J. B. Bullen (Barrie Bullen) is an interdisciplinary writer specialising in examining the relationship between literature, mostly English literature, and art in the 19th and 20th centuries.

Work
Bullen has written on Coleridge, Ruskin, Dickens, George Eliot, Dante Gabriel Rossetti, and Thomas Hardy. He is the editor of two notable series for the Peter Lang publishing company: Cultural Interactions: Studies in the Relationship between the Arts and Writing and (with Isobel Armstrong) Culture in the Long Nineteenth Century. Bullen took his first degree at the University of Cambridge. This was followed by spells as a researcher at the University of Oxford and at the University of Reading, where he remains an emeritus professor. He now holds the Chair of English Literature and Culture in the Department of English Literature at Royal Holloway, University of London.

Private life
Bullen's spouse is the writer and painter Roma Tearne. They have three children.

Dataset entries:
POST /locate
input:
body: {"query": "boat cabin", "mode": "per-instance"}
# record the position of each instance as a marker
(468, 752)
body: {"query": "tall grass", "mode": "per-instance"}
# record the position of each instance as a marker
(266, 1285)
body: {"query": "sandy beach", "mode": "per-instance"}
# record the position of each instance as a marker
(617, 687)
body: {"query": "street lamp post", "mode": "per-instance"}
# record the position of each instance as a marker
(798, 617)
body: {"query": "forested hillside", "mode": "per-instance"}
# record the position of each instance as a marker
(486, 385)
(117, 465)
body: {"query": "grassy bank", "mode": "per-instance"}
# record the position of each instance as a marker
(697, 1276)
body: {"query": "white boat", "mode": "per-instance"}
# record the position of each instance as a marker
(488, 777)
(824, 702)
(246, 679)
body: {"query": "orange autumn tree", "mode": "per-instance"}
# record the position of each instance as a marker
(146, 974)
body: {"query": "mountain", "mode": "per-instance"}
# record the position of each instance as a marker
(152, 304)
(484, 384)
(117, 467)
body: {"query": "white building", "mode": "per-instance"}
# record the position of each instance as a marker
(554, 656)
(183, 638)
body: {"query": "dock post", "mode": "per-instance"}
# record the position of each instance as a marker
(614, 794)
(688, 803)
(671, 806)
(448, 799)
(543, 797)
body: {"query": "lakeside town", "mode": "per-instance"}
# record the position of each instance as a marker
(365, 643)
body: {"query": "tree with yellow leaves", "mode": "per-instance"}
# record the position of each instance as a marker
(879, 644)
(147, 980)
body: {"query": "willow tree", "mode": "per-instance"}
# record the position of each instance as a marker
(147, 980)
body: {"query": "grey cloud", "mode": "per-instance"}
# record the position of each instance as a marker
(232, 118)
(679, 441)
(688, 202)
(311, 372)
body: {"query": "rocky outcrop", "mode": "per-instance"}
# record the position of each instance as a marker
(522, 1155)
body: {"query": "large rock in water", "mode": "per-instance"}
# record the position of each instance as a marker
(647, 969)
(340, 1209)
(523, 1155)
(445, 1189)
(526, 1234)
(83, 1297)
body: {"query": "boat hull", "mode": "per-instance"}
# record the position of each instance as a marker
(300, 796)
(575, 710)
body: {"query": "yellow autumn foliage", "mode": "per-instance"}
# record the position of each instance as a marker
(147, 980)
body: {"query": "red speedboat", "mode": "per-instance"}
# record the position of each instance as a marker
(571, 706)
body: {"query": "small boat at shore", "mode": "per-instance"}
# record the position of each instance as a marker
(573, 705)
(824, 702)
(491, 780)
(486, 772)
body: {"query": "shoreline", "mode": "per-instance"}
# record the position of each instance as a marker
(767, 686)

[What is asked]
• a. According to the passage on J. B. Bullen, at which university did he take his first degree?
• b. Pick out each line in the records that contains the word "white".
The text and the records have no connection to each other.

[Responses to the tasks]
• a. The University of Cambridge.

• b.
body: {"query": "white boat", "mode": "per-instance"}
body: {"query": "white building", "mode": "per-instance"}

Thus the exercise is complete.